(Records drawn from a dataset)
▼

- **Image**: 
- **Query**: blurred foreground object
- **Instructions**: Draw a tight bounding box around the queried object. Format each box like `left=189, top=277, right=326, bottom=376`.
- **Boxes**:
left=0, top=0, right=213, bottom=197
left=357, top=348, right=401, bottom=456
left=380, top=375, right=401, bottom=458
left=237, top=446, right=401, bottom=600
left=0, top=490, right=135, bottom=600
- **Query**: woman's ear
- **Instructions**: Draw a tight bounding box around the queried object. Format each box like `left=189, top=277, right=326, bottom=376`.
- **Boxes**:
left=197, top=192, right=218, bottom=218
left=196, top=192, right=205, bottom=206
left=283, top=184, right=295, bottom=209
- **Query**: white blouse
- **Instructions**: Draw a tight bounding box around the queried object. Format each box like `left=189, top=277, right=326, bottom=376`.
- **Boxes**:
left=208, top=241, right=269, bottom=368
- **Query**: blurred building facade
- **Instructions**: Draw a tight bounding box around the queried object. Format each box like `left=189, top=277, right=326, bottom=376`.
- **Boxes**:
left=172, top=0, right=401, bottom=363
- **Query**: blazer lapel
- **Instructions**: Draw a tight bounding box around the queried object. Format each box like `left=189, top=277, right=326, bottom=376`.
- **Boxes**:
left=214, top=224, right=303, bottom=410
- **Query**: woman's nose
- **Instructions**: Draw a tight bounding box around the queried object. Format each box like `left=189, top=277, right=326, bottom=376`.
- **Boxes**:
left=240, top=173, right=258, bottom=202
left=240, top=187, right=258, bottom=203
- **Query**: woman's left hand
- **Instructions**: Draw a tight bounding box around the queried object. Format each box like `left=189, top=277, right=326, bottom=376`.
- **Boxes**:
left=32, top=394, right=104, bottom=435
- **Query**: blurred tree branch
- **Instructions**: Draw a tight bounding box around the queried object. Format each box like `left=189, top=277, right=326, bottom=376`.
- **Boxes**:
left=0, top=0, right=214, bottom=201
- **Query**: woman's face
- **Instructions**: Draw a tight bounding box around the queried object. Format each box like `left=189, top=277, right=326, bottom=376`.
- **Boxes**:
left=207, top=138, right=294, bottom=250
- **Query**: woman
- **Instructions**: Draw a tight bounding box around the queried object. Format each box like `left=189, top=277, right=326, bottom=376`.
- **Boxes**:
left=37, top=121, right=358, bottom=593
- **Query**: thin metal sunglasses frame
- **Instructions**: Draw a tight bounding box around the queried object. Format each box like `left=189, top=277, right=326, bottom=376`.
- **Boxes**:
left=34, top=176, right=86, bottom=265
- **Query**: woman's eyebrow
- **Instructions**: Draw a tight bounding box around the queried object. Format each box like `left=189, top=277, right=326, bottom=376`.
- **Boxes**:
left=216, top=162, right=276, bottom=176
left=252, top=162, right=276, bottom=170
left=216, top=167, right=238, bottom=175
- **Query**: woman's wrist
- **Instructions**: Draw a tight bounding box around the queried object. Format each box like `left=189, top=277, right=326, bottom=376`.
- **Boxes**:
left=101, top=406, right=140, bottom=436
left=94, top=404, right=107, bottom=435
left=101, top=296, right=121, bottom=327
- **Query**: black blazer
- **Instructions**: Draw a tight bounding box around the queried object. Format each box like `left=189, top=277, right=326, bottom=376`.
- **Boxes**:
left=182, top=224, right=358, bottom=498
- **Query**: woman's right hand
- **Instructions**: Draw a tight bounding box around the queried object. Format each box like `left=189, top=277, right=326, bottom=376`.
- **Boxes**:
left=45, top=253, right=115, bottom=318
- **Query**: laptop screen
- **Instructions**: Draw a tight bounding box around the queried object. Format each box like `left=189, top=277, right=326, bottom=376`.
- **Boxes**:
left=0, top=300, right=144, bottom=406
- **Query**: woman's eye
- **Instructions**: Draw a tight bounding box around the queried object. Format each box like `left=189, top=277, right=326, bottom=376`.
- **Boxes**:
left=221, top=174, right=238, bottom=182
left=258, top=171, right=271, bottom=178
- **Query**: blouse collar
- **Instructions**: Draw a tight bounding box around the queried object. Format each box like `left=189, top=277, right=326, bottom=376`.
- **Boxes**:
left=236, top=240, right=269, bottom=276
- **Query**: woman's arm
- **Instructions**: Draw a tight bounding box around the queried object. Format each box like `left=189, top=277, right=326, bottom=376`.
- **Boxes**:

▲

### [TASK REQUIREMENTS]
Report all lines of the data that include the word "blurred".

### [TASK RESPONSE]
- **Query**: blurred foreground object
- **Query**: blurred building facade
- **Query**: blurred tree branch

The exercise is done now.